Could you copy out all of the records below exactly, leaving out every picture?

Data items

^^^^

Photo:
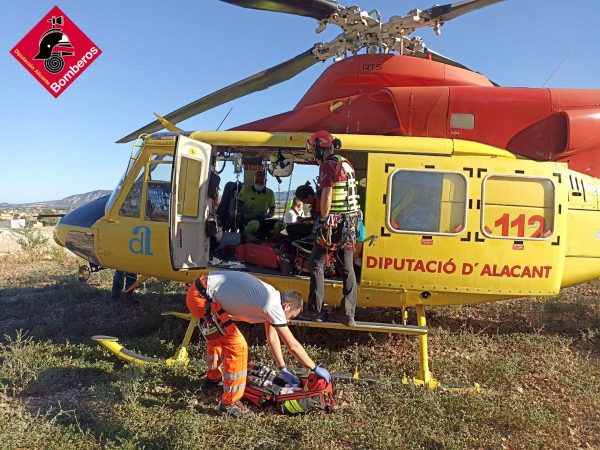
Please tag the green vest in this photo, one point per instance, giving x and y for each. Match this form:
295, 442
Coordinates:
344, 197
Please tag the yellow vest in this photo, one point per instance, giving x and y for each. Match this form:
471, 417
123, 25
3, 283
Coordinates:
344, 197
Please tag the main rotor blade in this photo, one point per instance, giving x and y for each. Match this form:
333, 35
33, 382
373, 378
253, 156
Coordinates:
319, 9
444, 13
254, 83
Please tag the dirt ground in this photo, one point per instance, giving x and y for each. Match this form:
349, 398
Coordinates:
8, 240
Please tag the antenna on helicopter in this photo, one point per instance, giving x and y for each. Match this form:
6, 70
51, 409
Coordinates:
557, 68
226, 116
361, 30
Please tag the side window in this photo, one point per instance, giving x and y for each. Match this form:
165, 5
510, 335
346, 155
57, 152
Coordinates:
131, 206
159, 189
518, 207
189, 192
427, 202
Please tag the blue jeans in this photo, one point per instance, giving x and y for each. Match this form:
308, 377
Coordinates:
118, 279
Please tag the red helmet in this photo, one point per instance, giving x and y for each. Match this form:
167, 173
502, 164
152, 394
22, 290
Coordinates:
321, 141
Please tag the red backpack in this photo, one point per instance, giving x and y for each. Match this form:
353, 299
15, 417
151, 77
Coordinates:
264, 388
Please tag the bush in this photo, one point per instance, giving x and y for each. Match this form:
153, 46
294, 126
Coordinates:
30, 239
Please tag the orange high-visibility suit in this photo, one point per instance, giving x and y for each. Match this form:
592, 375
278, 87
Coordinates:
226, 356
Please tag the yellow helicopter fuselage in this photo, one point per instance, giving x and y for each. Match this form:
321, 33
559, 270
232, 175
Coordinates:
447, 221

^^^^

Answer for the task
Photo:
Please tag the green vest in this photo, one point per instance, giving x and y for each. Match this form:
295, 442
Coordinates:
344, 197
Please tag the yellow vest in this photo, one point per instance, giving x and y for each. Match this form:
471, 417
123, 25
3, 283
Coordinates:
344, 197
Please tag the main rotor blade in this photo, one point per instance, giving x and y for each. Match this form:
333, 35
33, 382
373, 378
253, 156
Coordinates:
319, 9
444, 13
254, 83
Please tag the dirt ground in this photo, one point per instance, giving x and y for each. Match this form:
349, 398
Coordinates:
8, 240
Please tag the antenna on helicopter in this photo, one point per instance, giving x and y for each. Match this form:
6, 70
51, 409
Coordinates:
557, 68
226, 116
361, 30
Please tag the side window in this photo, one point per instance, giving x and y for each. Match this form:
165, 5
510, 335
346, 155
57, 152
Coordinates:
131, 206
159, 189
518, 207
189, 192
427, 202
Please tag the blue jeans in this photo, one point per instance, giving x and y for each. Match this form:
308, 377
Coordinates:
118, 279
Please tag the red helmet in this photo, one point per instance, giving x and y for each. Match this form:
167, 173
502, 164
152, 394
22, 290
Coordinates:
321, 141
Please tag the red backpack in this photo, one point per instance, giving x and y for each. Match this form:
353, 299
15, 417
151, 77
Coordinates:
264, 388
Please tag the bush in this photo, one point per instance, giving x and y for each. Match this form:
153, 46
294, 126
Coordinates:
30, 239
Please tag the orange high-visibility suit in this photo, one point per instance, giving x and y for each. Match this form:
592, 375
278, 87
Coordinates:
226, 356
Please tag the yellow helicopter fuselage in this photo, one point per instance, giving x and y for each. Match this form:
321, 33
559, 270
232, 175
Coordinates:
447, 221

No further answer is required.